All lines holding the string "shutter" should be copied from the data below.

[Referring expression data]
==================================================
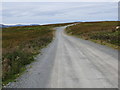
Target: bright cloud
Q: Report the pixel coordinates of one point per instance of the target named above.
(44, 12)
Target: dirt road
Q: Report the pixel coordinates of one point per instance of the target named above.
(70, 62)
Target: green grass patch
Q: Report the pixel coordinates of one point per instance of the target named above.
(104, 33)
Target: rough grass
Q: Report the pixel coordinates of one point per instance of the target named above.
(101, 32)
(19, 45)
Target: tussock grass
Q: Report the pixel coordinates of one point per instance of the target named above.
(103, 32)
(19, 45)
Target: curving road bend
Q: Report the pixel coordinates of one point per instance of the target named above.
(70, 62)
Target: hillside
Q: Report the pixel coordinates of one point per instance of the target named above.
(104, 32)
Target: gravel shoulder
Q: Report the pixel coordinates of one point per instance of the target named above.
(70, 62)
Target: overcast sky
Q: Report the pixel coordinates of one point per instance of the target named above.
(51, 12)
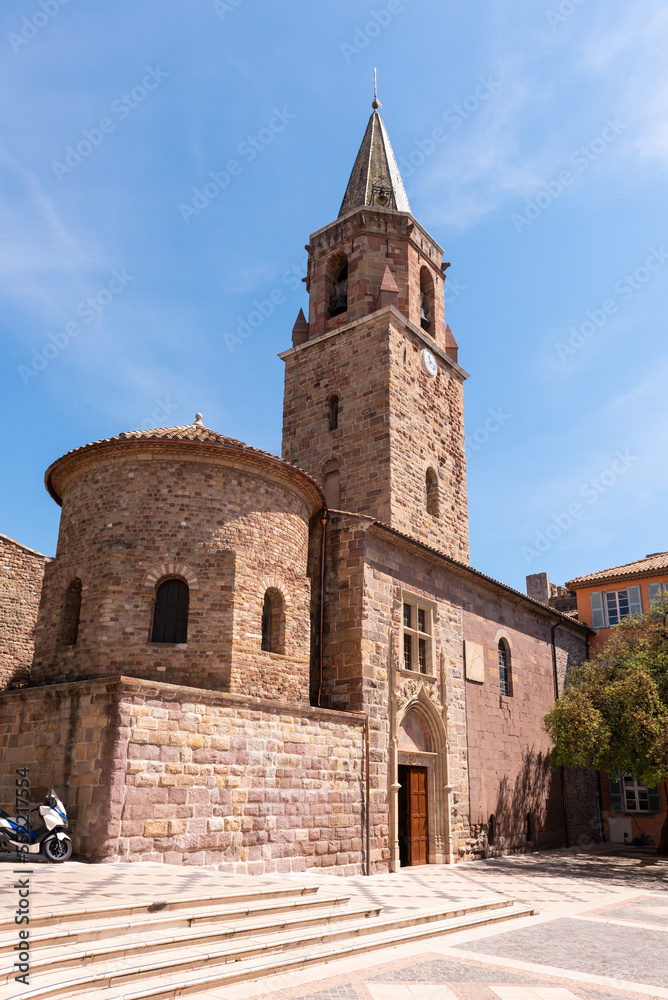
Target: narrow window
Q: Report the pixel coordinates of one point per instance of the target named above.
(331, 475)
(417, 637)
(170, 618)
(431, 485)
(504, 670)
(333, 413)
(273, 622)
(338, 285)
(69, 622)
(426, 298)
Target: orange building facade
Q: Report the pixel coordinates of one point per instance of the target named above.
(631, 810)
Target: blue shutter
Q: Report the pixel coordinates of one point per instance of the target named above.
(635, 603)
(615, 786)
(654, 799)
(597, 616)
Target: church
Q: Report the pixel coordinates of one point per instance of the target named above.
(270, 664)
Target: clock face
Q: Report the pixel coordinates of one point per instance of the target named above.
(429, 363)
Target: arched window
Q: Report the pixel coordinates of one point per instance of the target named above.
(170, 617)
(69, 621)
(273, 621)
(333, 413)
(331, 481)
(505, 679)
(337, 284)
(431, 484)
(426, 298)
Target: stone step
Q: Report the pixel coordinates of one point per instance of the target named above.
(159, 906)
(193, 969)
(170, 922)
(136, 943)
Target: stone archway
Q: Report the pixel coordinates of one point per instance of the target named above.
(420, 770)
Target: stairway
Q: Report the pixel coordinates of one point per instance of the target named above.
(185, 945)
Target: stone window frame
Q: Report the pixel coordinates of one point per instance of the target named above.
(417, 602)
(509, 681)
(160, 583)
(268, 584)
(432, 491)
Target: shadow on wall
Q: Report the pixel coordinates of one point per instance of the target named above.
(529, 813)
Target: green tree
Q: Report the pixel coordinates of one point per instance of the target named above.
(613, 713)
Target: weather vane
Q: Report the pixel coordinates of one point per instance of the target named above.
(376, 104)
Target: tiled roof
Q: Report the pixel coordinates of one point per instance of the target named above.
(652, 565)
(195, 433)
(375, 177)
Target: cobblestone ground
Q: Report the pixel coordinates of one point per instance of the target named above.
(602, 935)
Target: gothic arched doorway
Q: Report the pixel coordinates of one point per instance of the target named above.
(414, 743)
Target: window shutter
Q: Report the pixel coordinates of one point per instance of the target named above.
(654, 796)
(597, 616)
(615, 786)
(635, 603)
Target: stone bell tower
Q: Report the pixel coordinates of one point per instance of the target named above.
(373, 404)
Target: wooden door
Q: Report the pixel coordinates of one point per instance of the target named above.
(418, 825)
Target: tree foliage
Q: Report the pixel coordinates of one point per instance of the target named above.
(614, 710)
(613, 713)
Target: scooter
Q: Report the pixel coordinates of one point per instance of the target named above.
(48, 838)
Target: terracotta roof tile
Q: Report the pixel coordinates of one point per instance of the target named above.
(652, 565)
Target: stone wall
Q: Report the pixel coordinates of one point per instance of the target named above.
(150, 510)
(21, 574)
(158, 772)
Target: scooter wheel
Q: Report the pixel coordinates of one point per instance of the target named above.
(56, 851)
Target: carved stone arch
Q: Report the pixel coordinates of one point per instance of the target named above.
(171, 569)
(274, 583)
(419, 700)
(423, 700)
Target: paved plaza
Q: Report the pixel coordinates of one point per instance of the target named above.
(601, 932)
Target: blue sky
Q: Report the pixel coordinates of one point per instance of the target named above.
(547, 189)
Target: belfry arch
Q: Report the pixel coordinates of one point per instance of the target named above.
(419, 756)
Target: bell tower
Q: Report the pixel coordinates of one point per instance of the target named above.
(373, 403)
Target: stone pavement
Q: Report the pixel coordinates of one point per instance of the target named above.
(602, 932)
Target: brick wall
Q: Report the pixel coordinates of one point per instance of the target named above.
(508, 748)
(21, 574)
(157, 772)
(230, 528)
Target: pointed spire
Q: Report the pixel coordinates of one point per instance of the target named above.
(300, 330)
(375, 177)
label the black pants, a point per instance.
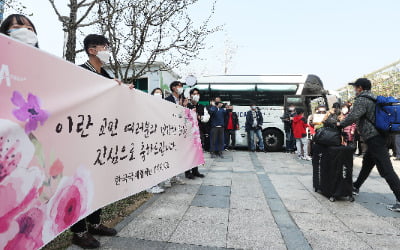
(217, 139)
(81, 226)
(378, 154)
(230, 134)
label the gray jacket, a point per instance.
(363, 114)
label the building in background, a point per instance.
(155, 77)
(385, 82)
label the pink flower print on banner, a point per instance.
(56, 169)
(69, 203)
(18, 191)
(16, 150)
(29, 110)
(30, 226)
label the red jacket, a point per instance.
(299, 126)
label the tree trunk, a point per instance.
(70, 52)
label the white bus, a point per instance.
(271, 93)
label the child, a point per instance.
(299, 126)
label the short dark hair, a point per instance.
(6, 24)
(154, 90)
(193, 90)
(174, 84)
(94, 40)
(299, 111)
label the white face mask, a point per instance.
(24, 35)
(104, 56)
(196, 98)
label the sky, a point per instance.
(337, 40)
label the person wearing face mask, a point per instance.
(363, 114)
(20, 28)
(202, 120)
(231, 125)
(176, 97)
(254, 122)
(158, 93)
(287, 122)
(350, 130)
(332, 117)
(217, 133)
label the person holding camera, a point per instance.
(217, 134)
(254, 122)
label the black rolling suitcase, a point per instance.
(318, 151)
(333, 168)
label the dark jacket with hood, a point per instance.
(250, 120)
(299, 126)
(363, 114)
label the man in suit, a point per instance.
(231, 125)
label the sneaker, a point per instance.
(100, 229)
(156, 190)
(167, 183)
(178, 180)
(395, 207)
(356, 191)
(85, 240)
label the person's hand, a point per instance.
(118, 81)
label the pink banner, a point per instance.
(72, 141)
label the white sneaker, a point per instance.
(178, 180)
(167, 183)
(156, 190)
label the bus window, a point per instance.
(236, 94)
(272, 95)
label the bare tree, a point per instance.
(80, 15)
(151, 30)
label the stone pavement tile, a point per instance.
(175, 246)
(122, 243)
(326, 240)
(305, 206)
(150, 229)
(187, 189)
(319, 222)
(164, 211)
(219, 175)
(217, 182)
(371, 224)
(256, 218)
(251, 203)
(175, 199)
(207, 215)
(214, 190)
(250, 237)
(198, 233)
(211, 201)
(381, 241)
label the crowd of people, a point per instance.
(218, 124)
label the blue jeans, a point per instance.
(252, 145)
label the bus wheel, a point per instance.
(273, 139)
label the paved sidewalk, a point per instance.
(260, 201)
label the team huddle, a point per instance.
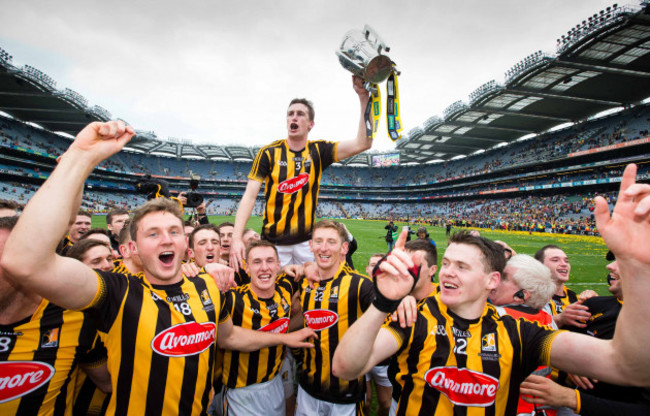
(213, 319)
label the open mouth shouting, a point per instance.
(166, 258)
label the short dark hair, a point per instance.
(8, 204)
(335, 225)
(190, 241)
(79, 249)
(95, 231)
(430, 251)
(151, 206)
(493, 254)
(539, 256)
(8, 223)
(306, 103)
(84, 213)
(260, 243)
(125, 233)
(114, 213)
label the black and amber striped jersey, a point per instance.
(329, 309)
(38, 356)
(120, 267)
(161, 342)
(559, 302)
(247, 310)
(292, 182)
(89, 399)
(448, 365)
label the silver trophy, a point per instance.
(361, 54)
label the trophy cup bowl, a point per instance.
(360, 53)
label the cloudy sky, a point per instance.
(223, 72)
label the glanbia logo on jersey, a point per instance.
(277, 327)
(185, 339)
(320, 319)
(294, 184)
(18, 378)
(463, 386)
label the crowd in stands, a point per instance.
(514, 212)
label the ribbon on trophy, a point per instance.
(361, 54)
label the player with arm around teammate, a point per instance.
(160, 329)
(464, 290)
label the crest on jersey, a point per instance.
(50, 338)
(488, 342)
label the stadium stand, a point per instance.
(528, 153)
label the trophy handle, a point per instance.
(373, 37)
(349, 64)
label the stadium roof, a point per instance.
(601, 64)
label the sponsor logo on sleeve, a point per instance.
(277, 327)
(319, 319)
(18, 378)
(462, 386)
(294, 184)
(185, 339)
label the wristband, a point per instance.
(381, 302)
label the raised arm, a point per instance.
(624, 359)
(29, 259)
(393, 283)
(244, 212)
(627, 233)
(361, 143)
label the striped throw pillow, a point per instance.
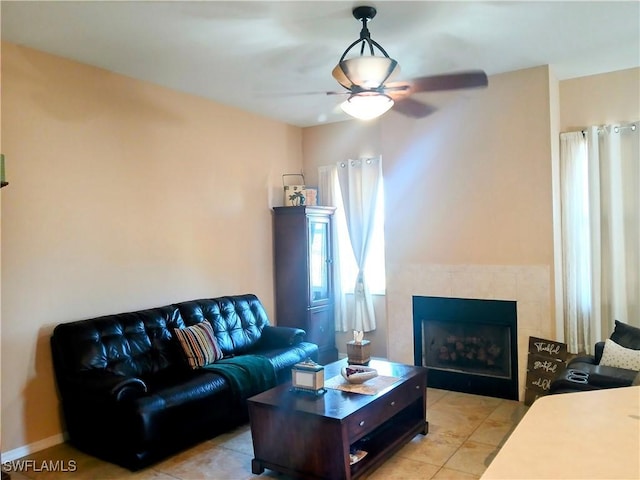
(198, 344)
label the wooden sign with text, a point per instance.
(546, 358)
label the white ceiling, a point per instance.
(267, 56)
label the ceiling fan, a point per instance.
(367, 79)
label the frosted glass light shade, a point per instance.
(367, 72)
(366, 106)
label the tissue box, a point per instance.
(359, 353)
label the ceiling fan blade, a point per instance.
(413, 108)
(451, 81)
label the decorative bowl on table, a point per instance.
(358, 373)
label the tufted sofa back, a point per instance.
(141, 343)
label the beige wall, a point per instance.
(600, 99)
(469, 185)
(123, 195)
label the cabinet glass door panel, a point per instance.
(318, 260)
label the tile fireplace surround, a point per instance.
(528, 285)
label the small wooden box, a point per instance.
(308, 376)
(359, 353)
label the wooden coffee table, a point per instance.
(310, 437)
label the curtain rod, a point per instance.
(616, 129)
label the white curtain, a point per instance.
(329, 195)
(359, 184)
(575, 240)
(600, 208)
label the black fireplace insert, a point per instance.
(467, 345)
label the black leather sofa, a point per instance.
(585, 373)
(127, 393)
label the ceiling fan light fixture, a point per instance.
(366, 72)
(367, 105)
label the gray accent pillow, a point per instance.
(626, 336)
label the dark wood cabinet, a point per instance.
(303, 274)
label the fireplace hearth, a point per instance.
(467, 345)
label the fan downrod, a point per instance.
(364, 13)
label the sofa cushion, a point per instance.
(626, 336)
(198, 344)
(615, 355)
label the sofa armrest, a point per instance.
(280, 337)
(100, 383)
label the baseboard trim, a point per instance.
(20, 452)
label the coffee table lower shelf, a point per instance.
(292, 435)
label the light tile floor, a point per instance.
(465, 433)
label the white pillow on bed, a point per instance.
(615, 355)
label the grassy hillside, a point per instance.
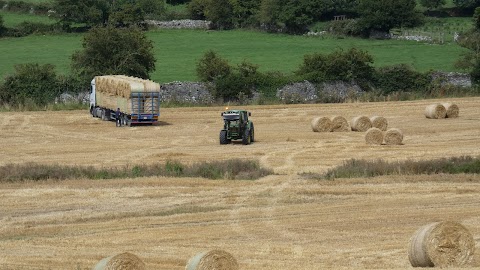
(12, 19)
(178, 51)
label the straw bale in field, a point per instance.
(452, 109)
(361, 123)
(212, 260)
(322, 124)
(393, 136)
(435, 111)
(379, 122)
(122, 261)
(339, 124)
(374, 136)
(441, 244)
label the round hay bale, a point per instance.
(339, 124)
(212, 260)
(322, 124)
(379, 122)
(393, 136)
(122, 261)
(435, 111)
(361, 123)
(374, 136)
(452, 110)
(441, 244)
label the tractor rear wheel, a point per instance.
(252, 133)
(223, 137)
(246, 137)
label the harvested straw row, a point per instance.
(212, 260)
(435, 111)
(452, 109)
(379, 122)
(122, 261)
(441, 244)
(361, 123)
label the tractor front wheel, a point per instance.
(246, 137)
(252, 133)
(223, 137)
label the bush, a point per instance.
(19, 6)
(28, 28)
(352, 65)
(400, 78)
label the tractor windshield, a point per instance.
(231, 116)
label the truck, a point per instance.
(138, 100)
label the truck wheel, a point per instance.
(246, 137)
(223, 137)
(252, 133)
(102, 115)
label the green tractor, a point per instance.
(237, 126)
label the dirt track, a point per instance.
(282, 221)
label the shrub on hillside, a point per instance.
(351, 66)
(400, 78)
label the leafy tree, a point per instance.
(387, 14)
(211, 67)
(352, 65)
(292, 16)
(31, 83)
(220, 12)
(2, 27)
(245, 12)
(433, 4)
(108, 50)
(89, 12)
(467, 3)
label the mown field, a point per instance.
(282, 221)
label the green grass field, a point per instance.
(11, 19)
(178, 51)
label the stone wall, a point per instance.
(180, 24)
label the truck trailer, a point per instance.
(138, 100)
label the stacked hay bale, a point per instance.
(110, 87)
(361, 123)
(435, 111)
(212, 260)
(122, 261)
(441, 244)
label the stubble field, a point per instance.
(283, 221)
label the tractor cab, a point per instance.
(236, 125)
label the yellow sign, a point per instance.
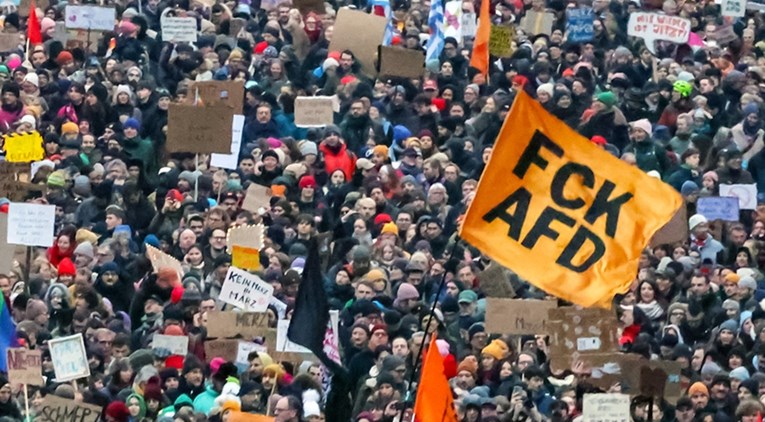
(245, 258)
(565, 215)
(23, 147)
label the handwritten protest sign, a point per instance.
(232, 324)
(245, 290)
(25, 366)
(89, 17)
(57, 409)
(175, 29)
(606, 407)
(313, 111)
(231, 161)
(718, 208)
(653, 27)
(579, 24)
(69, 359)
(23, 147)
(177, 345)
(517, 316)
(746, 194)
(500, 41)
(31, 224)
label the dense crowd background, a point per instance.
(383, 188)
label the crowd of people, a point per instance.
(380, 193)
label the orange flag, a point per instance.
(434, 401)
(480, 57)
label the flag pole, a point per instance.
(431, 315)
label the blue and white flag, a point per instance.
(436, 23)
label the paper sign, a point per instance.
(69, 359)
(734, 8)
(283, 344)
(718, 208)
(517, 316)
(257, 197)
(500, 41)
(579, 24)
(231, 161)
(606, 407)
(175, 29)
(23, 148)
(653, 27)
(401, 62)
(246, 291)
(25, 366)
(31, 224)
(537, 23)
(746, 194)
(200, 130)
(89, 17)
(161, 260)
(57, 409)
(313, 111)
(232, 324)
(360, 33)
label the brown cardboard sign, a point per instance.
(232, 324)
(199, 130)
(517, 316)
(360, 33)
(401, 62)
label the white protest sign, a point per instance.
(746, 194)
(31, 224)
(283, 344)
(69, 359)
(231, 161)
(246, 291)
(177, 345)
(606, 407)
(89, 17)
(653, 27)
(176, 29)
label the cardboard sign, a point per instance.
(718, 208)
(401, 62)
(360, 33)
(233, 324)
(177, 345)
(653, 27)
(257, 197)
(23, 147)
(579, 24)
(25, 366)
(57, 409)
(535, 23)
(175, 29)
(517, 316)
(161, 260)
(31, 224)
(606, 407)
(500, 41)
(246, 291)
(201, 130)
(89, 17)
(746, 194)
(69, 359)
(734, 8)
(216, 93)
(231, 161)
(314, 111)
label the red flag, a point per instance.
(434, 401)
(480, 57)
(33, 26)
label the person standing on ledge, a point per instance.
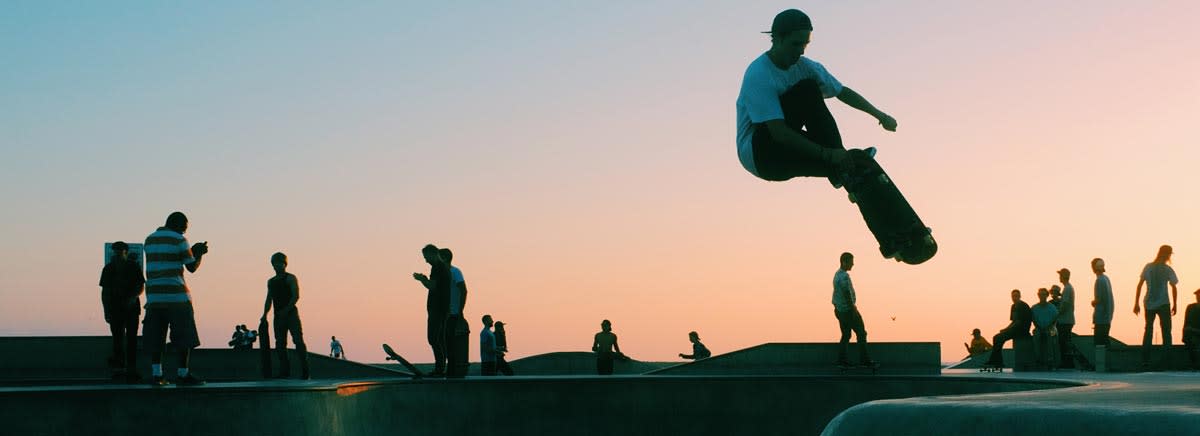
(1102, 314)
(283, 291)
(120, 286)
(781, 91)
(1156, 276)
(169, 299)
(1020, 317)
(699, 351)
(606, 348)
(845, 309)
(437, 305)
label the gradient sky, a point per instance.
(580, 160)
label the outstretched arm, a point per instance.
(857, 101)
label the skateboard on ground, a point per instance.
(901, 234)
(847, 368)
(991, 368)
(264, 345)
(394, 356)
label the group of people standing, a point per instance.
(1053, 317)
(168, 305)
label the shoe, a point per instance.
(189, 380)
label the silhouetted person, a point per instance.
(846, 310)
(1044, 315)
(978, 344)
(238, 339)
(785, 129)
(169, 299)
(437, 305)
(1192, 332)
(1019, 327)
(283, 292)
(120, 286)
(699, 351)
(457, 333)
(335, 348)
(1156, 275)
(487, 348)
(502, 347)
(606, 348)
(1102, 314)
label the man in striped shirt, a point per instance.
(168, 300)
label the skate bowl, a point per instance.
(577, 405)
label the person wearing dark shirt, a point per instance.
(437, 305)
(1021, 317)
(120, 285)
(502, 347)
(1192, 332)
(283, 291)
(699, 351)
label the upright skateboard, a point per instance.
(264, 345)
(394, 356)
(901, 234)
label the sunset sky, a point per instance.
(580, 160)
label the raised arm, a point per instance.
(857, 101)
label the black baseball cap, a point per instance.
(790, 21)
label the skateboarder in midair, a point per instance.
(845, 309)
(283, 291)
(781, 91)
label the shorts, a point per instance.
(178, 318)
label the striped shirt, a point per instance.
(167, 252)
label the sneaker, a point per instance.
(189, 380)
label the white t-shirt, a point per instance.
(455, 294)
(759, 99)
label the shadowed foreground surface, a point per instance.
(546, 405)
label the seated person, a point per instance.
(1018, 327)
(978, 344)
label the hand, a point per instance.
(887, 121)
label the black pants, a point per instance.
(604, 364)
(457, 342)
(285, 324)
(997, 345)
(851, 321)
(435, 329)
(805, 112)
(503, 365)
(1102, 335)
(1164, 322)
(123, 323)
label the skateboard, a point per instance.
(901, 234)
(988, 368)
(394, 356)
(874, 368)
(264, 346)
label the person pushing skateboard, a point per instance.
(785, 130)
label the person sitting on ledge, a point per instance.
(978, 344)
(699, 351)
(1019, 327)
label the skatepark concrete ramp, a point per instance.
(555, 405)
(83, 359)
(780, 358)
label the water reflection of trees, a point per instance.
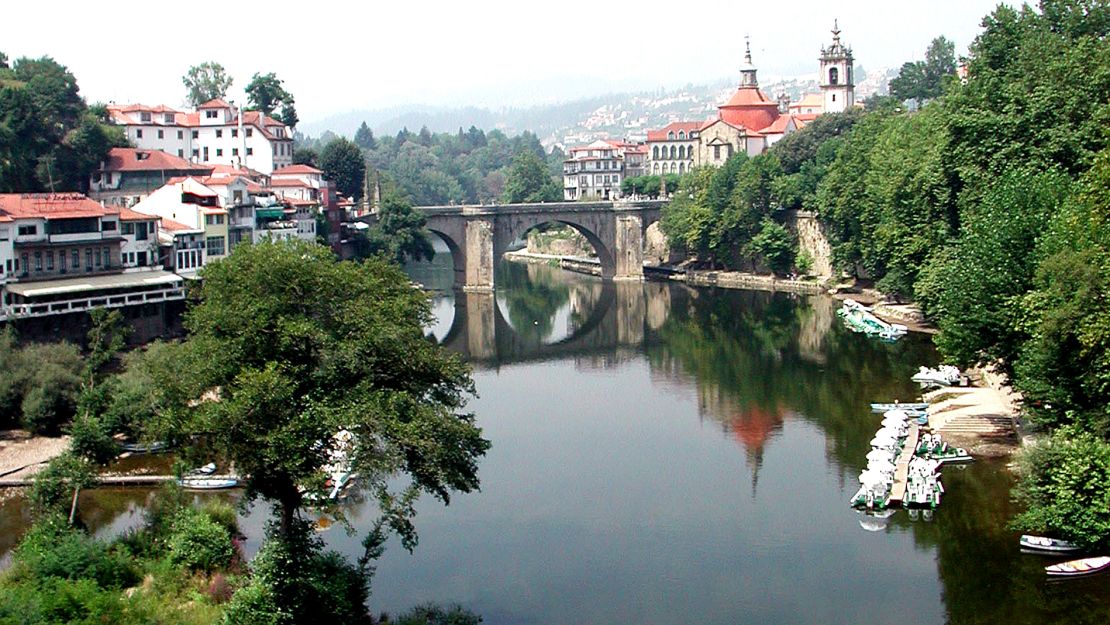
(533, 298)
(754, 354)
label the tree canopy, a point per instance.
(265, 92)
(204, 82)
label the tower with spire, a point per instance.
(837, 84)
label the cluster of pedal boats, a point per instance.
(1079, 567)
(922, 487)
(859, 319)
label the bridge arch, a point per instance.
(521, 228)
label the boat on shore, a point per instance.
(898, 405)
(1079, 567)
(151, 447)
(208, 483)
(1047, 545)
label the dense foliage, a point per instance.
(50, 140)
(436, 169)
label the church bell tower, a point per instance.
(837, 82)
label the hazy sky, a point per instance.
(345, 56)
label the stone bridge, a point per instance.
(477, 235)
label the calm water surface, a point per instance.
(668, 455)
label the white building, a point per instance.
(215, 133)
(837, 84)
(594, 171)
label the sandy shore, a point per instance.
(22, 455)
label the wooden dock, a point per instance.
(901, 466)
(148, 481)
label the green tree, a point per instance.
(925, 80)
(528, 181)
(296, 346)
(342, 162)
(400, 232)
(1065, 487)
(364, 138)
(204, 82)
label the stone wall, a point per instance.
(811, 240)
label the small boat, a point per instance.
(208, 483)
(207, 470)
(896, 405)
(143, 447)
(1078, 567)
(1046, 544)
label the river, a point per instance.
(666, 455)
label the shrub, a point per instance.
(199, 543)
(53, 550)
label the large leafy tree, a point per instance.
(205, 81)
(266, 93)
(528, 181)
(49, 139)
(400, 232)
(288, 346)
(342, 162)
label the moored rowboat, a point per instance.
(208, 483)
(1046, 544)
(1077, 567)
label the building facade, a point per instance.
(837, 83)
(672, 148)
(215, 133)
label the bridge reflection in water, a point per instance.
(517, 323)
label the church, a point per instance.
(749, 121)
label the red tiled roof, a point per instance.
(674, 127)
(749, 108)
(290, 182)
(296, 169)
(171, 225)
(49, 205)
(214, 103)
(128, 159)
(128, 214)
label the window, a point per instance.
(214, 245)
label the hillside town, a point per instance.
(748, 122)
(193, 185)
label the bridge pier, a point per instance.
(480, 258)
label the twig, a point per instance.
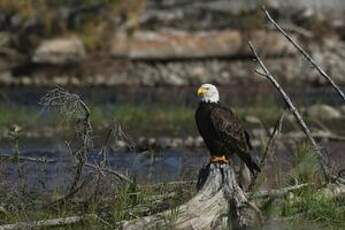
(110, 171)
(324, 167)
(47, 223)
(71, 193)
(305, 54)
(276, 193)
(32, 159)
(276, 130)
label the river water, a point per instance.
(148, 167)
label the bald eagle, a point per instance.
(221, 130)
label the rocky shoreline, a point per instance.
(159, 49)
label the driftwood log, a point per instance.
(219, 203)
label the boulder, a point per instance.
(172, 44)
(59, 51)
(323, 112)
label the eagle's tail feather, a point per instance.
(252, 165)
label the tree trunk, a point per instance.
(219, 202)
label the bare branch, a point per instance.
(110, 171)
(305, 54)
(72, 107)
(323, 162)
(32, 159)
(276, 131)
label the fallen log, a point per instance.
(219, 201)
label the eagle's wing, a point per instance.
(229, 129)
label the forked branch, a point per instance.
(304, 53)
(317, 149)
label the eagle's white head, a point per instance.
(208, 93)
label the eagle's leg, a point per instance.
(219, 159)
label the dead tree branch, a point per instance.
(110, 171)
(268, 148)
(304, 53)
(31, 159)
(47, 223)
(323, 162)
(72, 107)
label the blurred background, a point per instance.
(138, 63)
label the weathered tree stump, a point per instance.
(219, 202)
==================================================
▸ The answer
Target: blue shutter
Target: window shutter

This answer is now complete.